===== Exercise passage =====

One of those RNPs is telomerase, an enzyme that maintains chromosome integrity. In the March 25, 2012, advance online edition of Nature, researchers at the Stowers Institute for Medical Research report how the RNA TER1, a component of telomerase, is sculpted to favor interaction with its protein partner. Two ring-like proteins sequentially slip onto unprocessed TER1 RNA and hold it while it is clipped to the optimum size, folded, and capped.
That processing is essential: without it TER1 could not engage its protein partner to form the active telomerase RNP. The finding not only deepens our understanding of RNA biochemistry but also suggests novel pharmaceutical approaches to cancer and diseases of aging.
"Cancer cells are exquisitely dependent on telomerase," says Stowers associate investigator and Howard Hughes Medical Institute Early Career Scientist Peter Baumann, Ph.D., the study's senior author. "Drugs inhibiting telomerase could be a new class of cancer chemotherapeutics with far fewer side effects than drugs in use." Currently, biotechnology and pharmaceutical companies are actively seeking clinically useful telomerase inhibitors.

=====

Tasks and exercises —
1 - Reproduce the text of the telomerase passage from "That processing is" up to and including "useful telomerase inhibitors.", word for word.
2 - According to the telomerase passage, where did the Stowers Institute researchers report their findings?

===== Entries shown =====

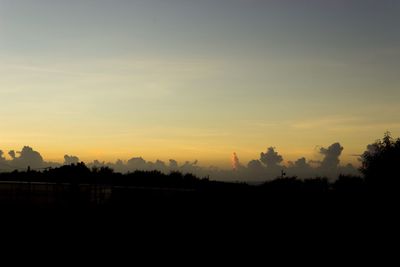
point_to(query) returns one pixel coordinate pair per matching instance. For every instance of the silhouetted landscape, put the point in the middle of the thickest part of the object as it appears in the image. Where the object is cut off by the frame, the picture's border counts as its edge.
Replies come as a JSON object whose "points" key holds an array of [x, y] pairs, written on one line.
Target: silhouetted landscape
{"points": [[77, 187]]}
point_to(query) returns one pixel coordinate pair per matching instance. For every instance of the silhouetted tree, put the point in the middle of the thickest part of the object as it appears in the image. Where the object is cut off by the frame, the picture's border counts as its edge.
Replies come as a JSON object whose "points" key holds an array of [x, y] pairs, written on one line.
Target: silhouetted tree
{"points": [[380, 163]]}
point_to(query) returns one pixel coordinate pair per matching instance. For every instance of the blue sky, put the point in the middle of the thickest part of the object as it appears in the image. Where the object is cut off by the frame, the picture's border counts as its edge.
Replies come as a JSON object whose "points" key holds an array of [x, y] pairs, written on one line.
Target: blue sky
{"points": [[197, 79]]}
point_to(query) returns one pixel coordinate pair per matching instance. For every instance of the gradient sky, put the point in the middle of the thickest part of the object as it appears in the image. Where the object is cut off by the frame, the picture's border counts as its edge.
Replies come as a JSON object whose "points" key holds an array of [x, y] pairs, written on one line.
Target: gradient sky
{"points": [[197, 79]]}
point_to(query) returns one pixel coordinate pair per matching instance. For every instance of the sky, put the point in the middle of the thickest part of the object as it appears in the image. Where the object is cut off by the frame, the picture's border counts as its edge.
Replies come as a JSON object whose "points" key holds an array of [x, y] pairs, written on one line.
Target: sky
{"points": [[198, 80]]}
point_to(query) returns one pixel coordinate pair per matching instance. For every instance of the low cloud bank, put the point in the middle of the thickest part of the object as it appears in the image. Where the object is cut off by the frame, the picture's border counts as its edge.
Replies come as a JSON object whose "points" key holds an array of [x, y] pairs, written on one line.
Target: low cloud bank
{"points": [[267, 167]]}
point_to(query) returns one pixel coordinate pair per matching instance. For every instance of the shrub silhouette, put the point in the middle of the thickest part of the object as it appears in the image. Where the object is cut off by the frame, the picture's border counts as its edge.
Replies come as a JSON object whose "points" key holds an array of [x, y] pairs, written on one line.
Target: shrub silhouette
{"points": [[380, 163]]}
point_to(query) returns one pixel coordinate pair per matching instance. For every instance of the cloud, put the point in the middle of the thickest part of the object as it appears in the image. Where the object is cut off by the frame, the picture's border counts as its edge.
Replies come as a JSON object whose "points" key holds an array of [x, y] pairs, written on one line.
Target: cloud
{"points": [[271, 159], [28, 158], [331, 156], [267, 167], [68, 160]]}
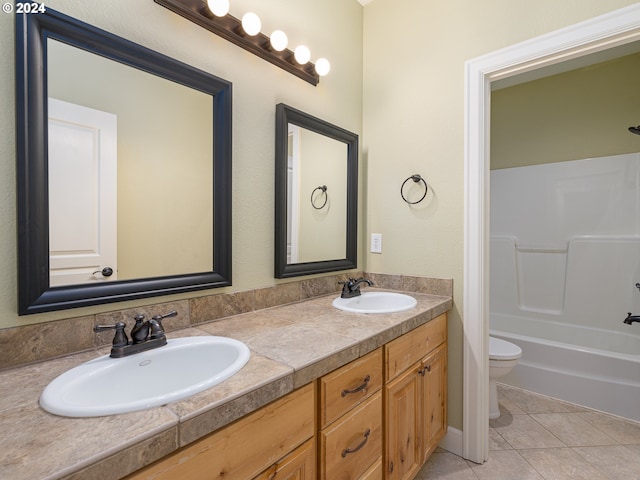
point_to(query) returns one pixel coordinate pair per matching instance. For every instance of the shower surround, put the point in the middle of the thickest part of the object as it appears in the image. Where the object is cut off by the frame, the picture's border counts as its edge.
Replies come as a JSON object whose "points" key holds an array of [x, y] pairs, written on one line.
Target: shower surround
{"points": [[565, 260]]}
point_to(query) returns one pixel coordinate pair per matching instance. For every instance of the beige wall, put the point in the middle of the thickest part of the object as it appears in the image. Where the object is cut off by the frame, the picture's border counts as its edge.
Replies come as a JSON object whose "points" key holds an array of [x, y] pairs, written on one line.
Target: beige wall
{"points": [[583, 113], [414, 123], [331, 29]]}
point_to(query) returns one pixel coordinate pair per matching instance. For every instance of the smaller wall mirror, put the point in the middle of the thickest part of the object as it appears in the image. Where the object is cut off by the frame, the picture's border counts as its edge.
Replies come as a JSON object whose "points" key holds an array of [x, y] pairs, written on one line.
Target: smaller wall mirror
{"points": [[123, 169], [316, 195]]}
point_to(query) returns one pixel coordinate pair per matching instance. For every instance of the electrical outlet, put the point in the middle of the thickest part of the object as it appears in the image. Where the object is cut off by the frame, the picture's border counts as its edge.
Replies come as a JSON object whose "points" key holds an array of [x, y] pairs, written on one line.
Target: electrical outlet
{"points": [[376, 243]]}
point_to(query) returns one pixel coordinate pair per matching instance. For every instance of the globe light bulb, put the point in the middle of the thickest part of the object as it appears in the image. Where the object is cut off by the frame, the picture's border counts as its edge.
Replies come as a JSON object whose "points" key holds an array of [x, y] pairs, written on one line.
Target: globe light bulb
{"points": [[218, 7], [302, 54], [322, 66], [279, 40], [251, 23]]}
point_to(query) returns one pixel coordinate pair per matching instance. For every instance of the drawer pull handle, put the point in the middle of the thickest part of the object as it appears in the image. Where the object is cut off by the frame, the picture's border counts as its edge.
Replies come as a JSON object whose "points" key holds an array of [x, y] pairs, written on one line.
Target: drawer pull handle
{"points": [[347, 451], [365, 384]]}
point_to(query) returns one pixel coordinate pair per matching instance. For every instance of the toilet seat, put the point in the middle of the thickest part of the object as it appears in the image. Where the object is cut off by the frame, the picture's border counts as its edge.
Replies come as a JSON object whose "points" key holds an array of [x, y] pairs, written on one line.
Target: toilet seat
{"points": [[502, 350]]}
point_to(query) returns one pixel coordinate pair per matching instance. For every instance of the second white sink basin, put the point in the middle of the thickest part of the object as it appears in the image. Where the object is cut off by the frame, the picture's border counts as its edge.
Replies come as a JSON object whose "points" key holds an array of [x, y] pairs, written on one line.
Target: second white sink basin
{"points": [[376, 302], [106, 386]]}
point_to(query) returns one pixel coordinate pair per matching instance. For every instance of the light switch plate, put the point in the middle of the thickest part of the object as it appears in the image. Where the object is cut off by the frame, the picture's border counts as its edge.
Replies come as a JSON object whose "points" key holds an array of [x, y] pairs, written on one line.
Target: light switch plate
{"points": [[376, 243]]}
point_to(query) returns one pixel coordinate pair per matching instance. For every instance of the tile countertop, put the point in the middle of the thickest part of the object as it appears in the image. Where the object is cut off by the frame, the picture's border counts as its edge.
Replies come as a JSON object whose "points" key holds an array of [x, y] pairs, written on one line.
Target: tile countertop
{"points": [[291, 345]]}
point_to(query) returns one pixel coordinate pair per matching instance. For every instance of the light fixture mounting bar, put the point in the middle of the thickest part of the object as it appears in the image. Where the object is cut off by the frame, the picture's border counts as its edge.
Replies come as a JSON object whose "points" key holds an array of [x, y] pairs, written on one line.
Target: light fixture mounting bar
{"points": [[230, 28]]}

=====

Responses per task —
1 -
That processing is essential: without it TER1 could not engage its protein partner to form the active telomerase RNP. The finding not only deepens our understanding of RNA biochemistry but also suggests novel pharmaceutical approaches to cancer and diseases of aging.
"Cancer cells are exquisitely dependent on telomerase," says Stowers associate investigator and Howard Hughes Medical Institute Early Career Scientist Peter Baumann, Ph.D., the study's senior author. "Drugs inhibiting telomerase could be a new class of cancer chemotherapeutics with far fewer side effects than drugs in use." Currently, biotechnology and pharmaceutical companies are actively seeking clinically useful telomerase inhibitors.

2 - In the March 25, 2012, advance online edition of Nature.